The last fortnight witnessed a lot of humdrum after the North India Textile Mills Association (NITMA) released an advertisement about the pathetic state of the textile industry, and the urgent need for ever more government support, if textile jobs are to be saved.
In an earlier report we had mentioned that to some extent the slowdown is a seasonal phenomenon. As the festive season draws near, activity in the processing sector has picked up.
Some clusters that were reporting 40% capacity utilisation in the last few months, have ramped up utilisation to 90%. And this will spur activity in the rest of the textile sectors.
However, that is not to deny that there is a problem in the spinning sector – domestic market demand is dull, China isn’t buying as much yarn as the Indian industry had gotten used to, Bangladesh has yarn inventories too. But is the situation as dire as being made out by NITMA and others? Let’s take a quick look at the first quarter corporate results of some of the leading textile players.
Arvind Fashions Q1 net loss at Rs 95.36 cr
Arvind Fashions reported a net loss of Rs 95.36 crore for the first quarter ended June 30. The company had posted a net loss of Rs 15.29 crore in April-June quarter a year ago. Its revenue from operations was Rs 900.94 crore during the quarter under review. It was Rs 1,006.83 crore in the corresponding quarter previous fiscal. Meanwhile, the company said its results are “are not comparable with the year ended March 31, 2019 and quarter ended on June 30, 2018” due to scheme of arrangement for demerger of Branded Apparel undertaking of Arvind Ltd to Arvind Fashions Ltd.
Commenting on the results Arvind Fashions MD and CEO J Suresh said: “We have taken few strategic decisions during the quarter that had a negative impact on the reported quarterly financial results, but it will set us up for consistent growth going forward. There is indeed a slowdown in consumption that is impacting the economy”.
Raymond posts Q1 net loss of Rs 12.20 cr
Diversified Raymond Ltd reported a consolidated net loss of Rs 12.20 crore for the first quarter ended June 2019. The company had posted a net profit of Rs 1.92 crore in the April-June period a year ago.
However, net sales rose 14.74% to Rs 1,435.12 crore as against Rs 1,250.66 crore in the corresponding quarter of the previous fiscal. “We have delivered a healthy top line growth in a moderate quarter witnessing sluggish market conditions, subdued consumer sentiment and liquidity crunch impacting our trade channel,” Raymond Chairman and Managing Director Gautam Hari Singhania said. Total expenses was at Rs 1,480.51 crore as against Rs 1,281.01 crore earlier, up 15.57%. Operating expenses, as a percentage of sales, declined YoY. This led to an uptick in EBITDA margin.

* [Dataset content]:
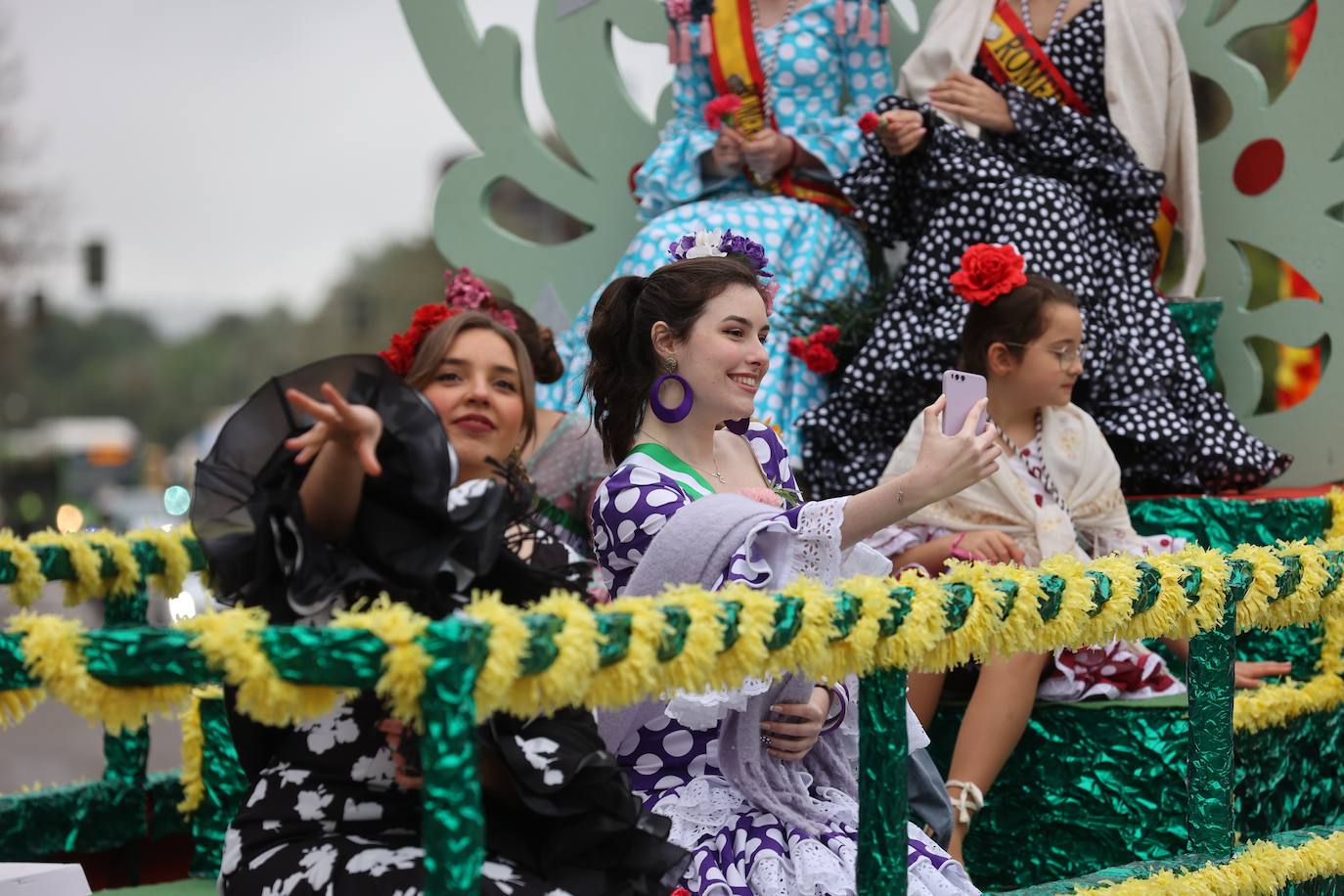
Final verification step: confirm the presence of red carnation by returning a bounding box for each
[378,305,461,377]
[812,324,840,345]
[704,93,741,130]
[802,342,840,374]
[952,244,1027,305]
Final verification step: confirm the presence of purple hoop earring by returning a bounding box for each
[650,357,694,424]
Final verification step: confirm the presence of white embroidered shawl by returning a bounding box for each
[896,0,1204,295]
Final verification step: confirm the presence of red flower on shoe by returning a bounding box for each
[952,244,1027,305]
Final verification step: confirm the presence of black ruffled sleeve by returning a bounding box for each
[840,97,1017,245]
[191,355,518,623]
[998,85,1167,242]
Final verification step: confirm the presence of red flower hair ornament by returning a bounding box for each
[378,267,517,377]
[952,244,1027,305]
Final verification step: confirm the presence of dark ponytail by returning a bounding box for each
[583,256,763,464]
[961,274,1078,377]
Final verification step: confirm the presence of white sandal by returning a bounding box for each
[948,778,985,825]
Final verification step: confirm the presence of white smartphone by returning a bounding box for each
[942,371,989,435]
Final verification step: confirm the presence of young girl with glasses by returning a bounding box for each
[870,244,1290,859]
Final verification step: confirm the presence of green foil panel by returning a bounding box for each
[929,697,1189,889]
[145,771,191,839]
[191,699,247,877]
[0,781,145,861]
[1129,497,1332,680]
[999,827,1344,896]
[421,619,486,896]
[858,669,910,896]
[1233,710,1344,838]
[1167,298,1223,387]
[1186,605,1236,857]
[763,594,802,647]
[1129,497,1330,551]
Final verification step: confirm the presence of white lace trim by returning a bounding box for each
[662,676,774,731]
[666,773,859,896]
[653,775,746,849]
[787,496,849,584]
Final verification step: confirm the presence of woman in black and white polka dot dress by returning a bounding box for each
[801,0,1291,494]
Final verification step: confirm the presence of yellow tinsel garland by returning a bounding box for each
[8,611,190,735]
[177,685,224,816]
[1072,831,1344,896]
[332,595,431,734]
[28,529,102,607]
[1325,488,1344,540]
[126,529,191,598]
[85,529,140,598]
[7,540,1344,731]
[177,607,349,728]
[0,688,47,728]
[0,529,47,607]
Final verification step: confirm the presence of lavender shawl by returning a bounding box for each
[598,494,859,834]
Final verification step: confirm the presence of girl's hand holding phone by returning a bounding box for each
[910,395,1002,504]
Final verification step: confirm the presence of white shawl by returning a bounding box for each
[896,0,1204,295]
[881,404,1142,565]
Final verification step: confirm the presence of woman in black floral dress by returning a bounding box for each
[800,0,1291,494]
[192,305,686,896]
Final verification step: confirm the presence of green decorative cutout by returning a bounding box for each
[402,0,1344,485]
[1182,0,1344,485]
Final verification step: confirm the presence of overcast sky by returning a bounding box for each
[9,0,671,332]
[8,0,935,334]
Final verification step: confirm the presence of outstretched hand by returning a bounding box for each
[877,109,928,156]
[285,382,383,475]
[928,71,1013,134]
[761,685,830,762]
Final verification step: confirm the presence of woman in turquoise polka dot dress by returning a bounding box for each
[536,0,892,436]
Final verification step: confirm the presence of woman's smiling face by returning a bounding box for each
[422,328,524,481]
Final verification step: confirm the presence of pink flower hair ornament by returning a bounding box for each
[378,267,517,377]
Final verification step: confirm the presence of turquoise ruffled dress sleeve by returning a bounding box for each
[776,1,895,179]
[635,42,725,220]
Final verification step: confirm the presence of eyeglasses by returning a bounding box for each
[1004,342,1088,372]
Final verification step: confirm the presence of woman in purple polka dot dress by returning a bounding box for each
[585,241,998,896]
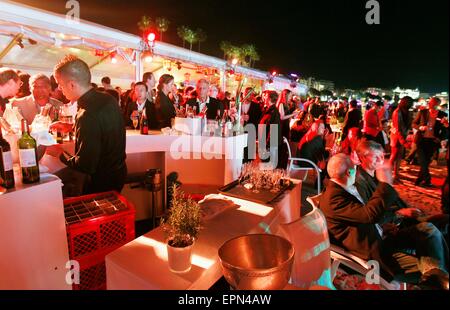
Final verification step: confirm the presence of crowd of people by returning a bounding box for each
[0,56,448,289]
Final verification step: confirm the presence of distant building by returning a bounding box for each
[394,87,420,99]
[317,80,334,91]
[419,93,431,99]
[435,92,448,104]
[366,87,394,97]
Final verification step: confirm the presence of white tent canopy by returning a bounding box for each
[0,0,304,92]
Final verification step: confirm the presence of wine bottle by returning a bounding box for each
[17,119,39,183]
[141,108,148,135]
[0,127,14,188]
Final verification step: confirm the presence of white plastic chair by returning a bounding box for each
[306,194,406,290]
[283,137,322,195]
[278,197,335,290]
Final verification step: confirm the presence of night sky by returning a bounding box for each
[9,0,449,93]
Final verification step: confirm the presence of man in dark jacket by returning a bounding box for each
[320,153,448,289]
[341,100,362,141]
[125,82,158,129]
[186,79,223,120]
[54,55,127,194]
[258,90,286,169]
[413,97,448,187]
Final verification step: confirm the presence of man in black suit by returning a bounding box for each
[241,87,262,163]
[186,79,223,120]
[320,153,448,289]
[341,100,362,141]
[125,82,158,129]
[413,97,448,187]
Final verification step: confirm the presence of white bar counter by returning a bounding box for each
[0,166,72,290]
[106,181,301,290]
[126,130,247,186]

* [Exercises]:
1 > Using the textile industry article, mark each statement yes if it agrees with the text or no if it doesn't, and quote the words that decide it: (a) Raymond's net sales rose 14.74% in the quarter. (b) Arvind Fashions posted a net profit in the April-June quarter a year earlier. (c) Some clusters raised capacity utilization to 90%.
2 > From the textile industry article, copy everything from "However, net sales" down to "in EBITDA margin.".
The lines are separate from the textile industry article.

* [Responses to the exercise]:
1 >
(a) Yes: "net sales rose 14.74% to Rs 1,435.12 crore"
(b) No: "The company had posted a net loss of Rs 15.29 crore in April-June quarter a year ago."
(c) Yes: "have ramped up utilisation to 90%"

2 >
However, net sales rose 14.74% to Rs 1,435.12 crore as against Rs 1,250.66 crore in the corresponding quarter of the previous fiscal. “We have delivered a healthy top line growth in a moderate quarter witnessing sluggish market conditions, subdued consumer sentiment and liquidity crunch impacting our trade channel,” Raymond Chairman and Managing Director Gautam Hari Singhania said. Total expenses was at Rs 1,480.51 crore as against Rs 1,281.01 crore earlier, up 15.57%. Operating expenses, as a percentage of sales, declined YoY. This led to an uptick in EBITDA margin.